Task inputs –
○ ○ ○ ○ ○ ○ ○

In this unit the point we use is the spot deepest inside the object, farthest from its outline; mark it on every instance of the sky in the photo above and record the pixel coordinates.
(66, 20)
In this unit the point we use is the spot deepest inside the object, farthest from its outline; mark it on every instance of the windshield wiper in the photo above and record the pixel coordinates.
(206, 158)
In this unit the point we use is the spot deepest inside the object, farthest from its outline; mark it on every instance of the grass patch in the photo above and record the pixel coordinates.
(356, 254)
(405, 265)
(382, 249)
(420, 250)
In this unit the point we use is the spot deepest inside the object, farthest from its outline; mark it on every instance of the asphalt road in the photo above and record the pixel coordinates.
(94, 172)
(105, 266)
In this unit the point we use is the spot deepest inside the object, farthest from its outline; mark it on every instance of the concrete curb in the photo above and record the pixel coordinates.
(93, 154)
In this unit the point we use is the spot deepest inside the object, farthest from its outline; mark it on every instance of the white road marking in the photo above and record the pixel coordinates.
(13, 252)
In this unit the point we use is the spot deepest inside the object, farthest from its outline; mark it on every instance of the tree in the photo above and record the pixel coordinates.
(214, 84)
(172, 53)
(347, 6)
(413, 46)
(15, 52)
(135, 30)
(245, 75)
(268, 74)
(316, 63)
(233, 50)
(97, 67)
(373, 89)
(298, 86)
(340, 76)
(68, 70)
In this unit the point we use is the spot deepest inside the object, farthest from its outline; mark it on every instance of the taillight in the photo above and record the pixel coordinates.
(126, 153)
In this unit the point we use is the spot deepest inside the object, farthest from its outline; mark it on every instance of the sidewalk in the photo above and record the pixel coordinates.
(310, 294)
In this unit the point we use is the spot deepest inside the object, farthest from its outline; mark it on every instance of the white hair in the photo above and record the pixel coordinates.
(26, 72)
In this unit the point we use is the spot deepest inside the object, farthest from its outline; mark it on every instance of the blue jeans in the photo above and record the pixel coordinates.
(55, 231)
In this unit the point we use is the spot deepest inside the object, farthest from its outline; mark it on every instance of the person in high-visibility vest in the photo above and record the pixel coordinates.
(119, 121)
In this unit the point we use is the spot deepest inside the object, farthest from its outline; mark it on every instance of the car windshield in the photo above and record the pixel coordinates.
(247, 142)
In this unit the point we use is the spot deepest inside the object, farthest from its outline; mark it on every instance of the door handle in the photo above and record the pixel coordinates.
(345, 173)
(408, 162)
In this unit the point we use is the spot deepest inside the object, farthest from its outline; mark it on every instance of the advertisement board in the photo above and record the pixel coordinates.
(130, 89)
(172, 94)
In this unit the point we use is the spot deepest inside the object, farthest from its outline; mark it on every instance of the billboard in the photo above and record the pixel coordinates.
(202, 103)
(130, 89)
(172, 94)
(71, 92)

○ ○ ○ ○ ○ ○ ○

Task –
I would like you to output every record exactly as written.

Response box –
In this unit the point we use is the spot deepest inside the object, farthest from its outline; mark it on every instance of the sky in the photo above and record the pixel coordinates.
(66, 20)
In this unit the point we use is the spot deepest inside the object, farthest from its outline; mark it on every instance of the windshield wiper in the photo above and record the pixel coordinates.
(206, 158)
In this unit the point we use is the spot deepest inside the object, farthest from its outline; mark it on every instance of the grass patch in the photo above and record the pixel coordinates.
(356, 254)
(405, 265)
(382, 249)
(420, 250)
In this unit the point we use is the spot deepest inside the object, farthest from its outline; mark it on every instance of the asphalt road in the photo above and record the pixel coordinates.
(94, 172)
(105, 266)
In this unit the point we use is the spot deepest inside the object, farthest from its outline; mark it on every instance of the concrete curb in the photo above and record the pixel coordinates.
(93, 154)
In this unit the point we use is the spot deepest inside the object, farthest from its outline; mark it on every instance of the white road marking in the photo above and record the pixel coordinates.
(13, 252)
In this unit the point we use is the spot deepest inside the object, farthest from its outline; mark it on every instance of the tree in the photo above and record the pixel coordinates.
(214, 84)
(172, 53)
(347, 6)
(413, 46)
(15, 52)
(135, 30)
(245, 75)
(268, 74)
(316, 63)
(233, 50)
(97, 67)
(373, 89)
(298, 86)
(340, 76)
(68, 70)
In this unit the point we use is the spot deepest inside the object, farthest from its outline; mark it on every instance of the taillight in the photo above and record the pixel coordinates.
(126, 153)
In this unit the point we use is the spot deepest inside the object, farthest from its outline; mark it on every instance of the sidewalk in the photo above and record the pixel coordinates.
(310, 294)
In this unit the point we use is the spot deepest inside the object, farthest from its outline; mark it on every instance of the white hair in the photo above and record the pixel coordinates.
(26, 72)
In this unit the point we use is the spot deepest inside the object, farthest from its outline; mark it on every instance of the blue jeans in the photo above and record the pixel coordinates.
(55, 231)
In this unit the point we use is the spot deepest inside the object, farthest from its outline; mark it on every instance of the person in high-visibility vest in the photo above and record the pixel coordinates.
(119, 121)
In this unit the point we use is the spot deepest inside the object, farthest from its outline; mark it on every instance of the car windshield in the photo above and record the pixel coordinates.
(247, 142)
In this unit the point we use is the spot deepest inside the object, farthest from its outline; mark it on every instance of the door handle in the photo above and record the pixel coordinates.
(345, 173)
(408, 162)
In this unit the point we use is the spot deepest inside the object, farthest from its outline; mark it on every instance of the advertisement board in the photo above and record the pixel coordinates.
(130, 89)
(172, 94)
In this unit the point we use is the spot deepest inside the object, farthest from its outline; mark it on every instance of the billboard in the photo above and record the pixel coordinates.
(202, 103)
(130, 89)
(172, 94)
(71, 92)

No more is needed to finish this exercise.